• Directive
Lay out the material below as a numbered list, starting at its first line and ending at the line that contains "360 311 389 515", with both of those lines included. Leave out blank lines and the pictures.

• Given data
....

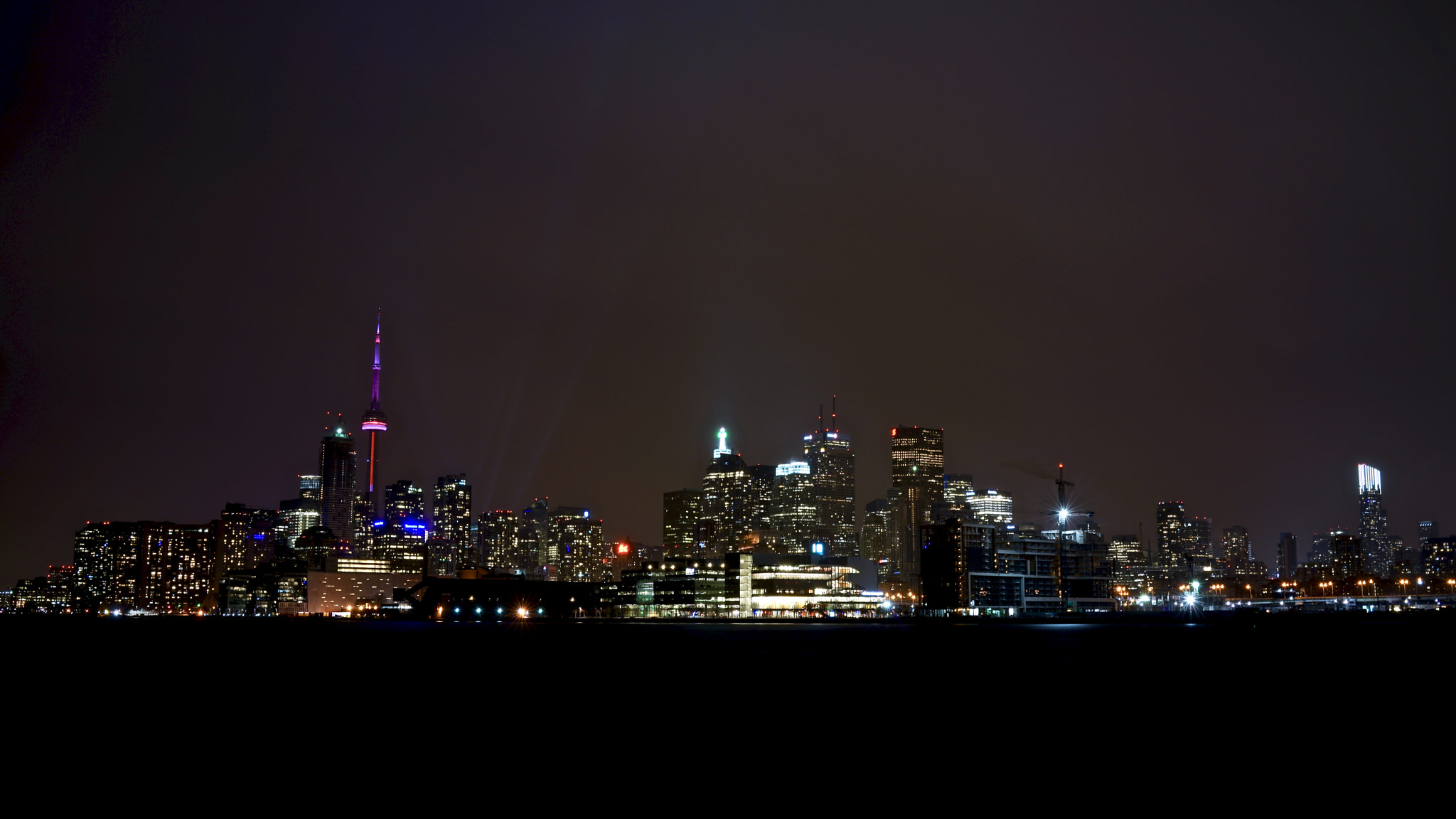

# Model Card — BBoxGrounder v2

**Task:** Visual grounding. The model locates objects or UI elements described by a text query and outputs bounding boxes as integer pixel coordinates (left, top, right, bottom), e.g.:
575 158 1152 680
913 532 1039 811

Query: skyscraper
1356 464 1391 576
1219 526 1253 573
945 475 975 505
1274 532 1299 580
769 461 820 554
1156 501 1184 568
803 411 859 555
663 488 703 551
429 473 479 560
319 419 358 544
373 481 429 573
967 490 1012 526
889 426 945 576
1182 515 1213 568
859 498 889 582
703 429 753 554
359 312 389 515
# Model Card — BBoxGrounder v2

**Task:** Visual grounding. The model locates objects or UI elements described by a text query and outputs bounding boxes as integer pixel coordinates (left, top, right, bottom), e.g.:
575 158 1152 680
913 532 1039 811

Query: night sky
0 1 1456 586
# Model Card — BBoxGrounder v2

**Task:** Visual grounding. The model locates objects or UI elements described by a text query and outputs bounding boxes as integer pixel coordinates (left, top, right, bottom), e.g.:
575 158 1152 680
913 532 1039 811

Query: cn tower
360 311 389 515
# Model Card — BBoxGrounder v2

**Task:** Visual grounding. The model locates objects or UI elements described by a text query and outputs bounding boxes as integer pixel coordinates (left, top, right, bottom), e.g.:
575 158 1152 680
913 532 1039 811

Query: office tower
882 487 919 582
291 526 341 569
1356 464 1391 577
889 426 945 576
476 508 524 573
373 481 429 573
319 421 357 545
1274 532 1299 580
1219 526 1253 574
217 503 278 574
1417 520 1442 547
769 461 820 554
1106 535 1147 574
277 475 323 550
663 488 703 551
429 473 479 568
550 505 611 583
91 518 214 614
803 411 859 555
859 498 889 571
945 475 975 505
1156 501 1184 568
1329 529 1370 582
1182 515 1213 568
920 519 970 611
749 464 773 529
517 497 556 568
965 490 1012 526
703 429 753 554
73 520 137 612
360 312 389 520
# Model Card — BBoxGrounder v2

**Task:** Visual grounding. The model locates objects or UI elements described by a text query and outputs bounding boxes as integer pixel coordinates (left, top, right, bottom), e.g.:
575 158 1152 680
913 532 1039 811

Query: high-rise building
550 505 611 583
859 498 889 582
703 429 753 554
217 503 278 574
373 481 429 573
278 475 323 550
889 426 945 576
1274 532 1299 580
1356 464 1391 576
769 461 820 554
1417 520 1442 547
319 419 358 545
663 488 703 550
517 497 556 568
1329 529 1370 593
803 412 859 555
882 487 919 583
1219 526 1253 574
1106 535 1147 583
1156 501 1184 568
360 312 389 519
749 464 773 529
945 475 975 505
1182 515 1213 568
965 490 1012 526
429 473 479 568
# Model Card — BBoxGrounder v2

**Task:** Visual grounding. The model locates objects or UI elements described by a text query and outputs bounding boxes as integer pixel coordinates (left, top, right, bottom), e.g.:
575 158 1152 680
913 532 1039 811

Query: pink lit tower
360 312 389 515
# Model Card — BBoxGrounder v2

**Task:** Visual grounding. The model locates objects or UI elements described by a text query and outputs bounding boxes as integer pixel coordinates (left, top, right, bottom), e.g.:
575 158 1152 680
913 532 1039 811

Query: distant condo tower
360 311 389 510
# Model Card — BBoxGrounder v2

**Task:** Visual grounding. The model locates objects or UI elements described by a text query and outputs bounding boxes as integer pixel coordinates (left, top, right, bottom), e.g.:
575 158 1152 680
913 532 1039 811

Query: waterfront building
1274 532 1299 580
967 490 1012 526
889 426 945 577
769 461 820 554
319 421 357 545
663 488 703 550
803 412 859 555
429 473 481 565
1155 501 1184 568
703 429 754 554
1356 464 1391 577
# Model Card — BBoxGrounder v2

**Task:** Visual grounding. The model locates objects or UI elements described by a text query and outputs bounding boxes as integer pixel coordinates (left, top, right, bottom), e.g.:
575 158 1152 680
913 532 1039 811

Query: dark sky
0 1 1456 584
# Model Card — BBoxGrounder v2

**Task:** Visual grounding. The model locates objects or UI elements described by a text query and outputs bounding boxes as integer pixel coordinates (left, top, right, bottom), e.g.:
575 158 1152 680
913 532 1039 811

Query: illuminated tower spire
360 312 389 500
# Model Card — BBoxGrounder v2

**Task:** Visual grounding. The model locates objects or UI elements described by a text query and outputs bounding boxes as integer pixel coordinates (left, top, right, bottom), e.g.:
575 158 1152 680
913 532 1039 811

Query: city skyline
0 3 1456 582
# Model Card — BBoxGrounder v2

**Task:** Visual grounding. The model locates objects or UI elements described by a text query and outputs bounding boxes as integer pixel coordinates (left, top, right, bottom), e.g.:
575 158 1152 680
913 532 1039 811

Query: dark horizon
0 3 1456 584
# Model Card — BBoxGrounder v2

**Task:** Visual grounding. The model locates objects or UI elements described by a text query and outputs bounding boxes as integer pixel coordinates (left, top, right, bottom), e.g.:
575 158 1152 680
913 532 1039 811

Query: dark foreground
9 612 1456 708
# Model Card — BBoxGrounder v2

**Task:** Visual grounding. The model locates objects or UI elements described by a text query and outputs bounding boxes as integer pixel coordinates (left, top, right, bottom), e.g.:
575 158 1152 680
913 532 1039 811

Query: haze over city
0 3 1456 583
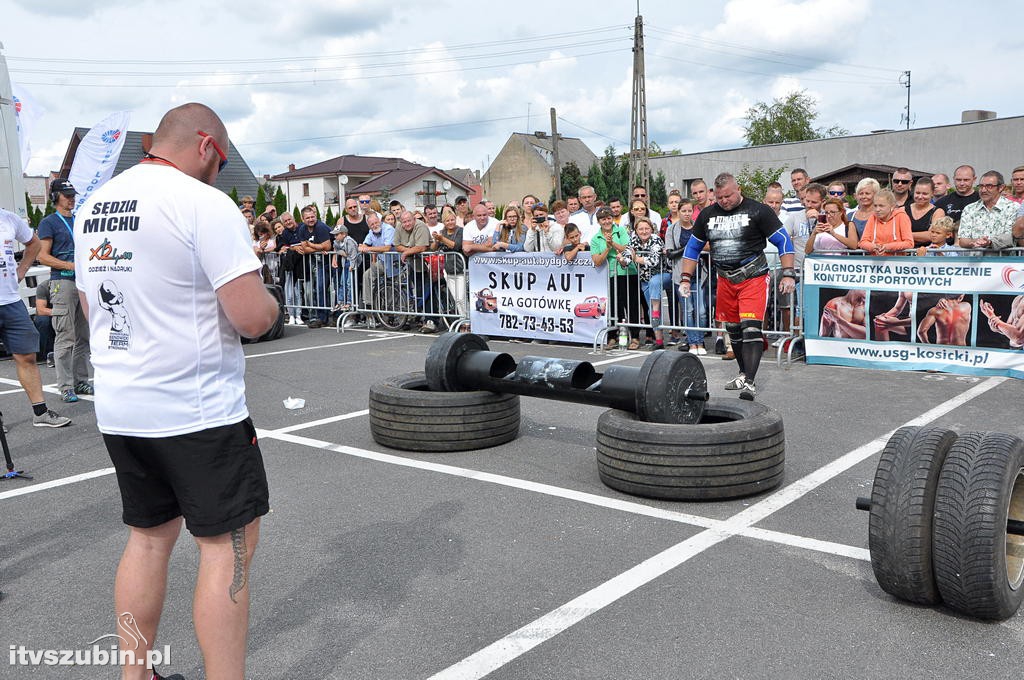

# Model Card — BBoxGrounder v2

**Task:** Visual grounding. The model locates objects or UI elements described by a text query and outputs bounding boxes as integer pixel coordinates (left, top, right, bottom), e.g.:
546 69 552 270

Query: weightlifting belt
718 253 768 284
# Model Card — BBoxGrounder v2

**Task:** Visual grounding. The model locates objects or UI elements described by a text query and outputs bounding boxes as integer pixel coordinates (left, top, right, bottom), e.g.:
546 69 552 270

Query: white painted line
0 378 95 401
256 409 370 437
246 333 411 359
431 378 1006 680
737 517 871 562
0 468 114 501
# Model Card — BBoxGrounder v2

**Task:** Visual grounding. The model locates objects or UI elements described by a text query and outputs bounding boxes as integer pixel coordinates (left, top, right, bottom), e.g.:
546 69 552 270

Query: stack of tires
868 427 1024 621
370 372 785 501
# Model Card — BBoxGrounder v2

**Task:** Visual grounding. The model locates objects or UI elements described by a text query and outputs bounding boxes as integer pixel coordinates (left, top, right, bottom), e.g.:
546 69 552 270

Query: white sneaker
725 373 746 389
739 379 758 401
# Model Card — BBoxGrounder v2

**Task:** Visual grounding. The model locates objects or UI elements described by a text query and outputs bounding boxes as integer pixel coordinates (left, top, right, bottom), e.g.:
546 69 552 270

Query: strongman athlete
679 172 797 400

....

• Worked answer
1. # Model Card — BBoxGrounder v2
2. **Task:** Visual grounding. The model locates objects or UI elements described by a text query and outputs bounding boxes as integer pixel coordinates (left, top, right, bottom), e.g.:
3. 575 158 1152 680
4. 913 532 1039 811
5. Query: skyscraper
6. 1356 464 1391 576
7. 1219 526 1253 573
8. 945 475 975 505
9. 1274 532 1299 580
10. 769 461 820 554
11. 1156 501 1184 568
12. 803 411 859 555
13. 663 488 703 551
14. 429 473 479 560
15. 319 419 358 544
16. 373 481 429 573
17. 967 490 1012 526
18. 889 426 945 576
19. 1182 515 1213 568
20. 859 498 889 582
21. 703 429 753 554
22. 359 312 389 515
23. # Model Card — BBoxGrounder v2
24. **Task:** Visual grounding. The model locates objects or UI elements described by a text query and outputs bounding boxes as integer pixel coordinates (left, top, right, bottom), e.g.:
25. 575 158 1152 680
26. 913 532 1039 811
27. Query: night sky
28. 0 1 1456 586
29. # Model Card — BBoxGrounder v2
30. **Task:** Visual grounding. The model locates objects or UI elements described by a text query and outputs bounding boxes as integer pixel coordinates (left, top, right, bottom), e.g.:
31. 575 158 1152 680
32. 913 532 1039 811
33. Query: cn tower
34. 360 311 389 515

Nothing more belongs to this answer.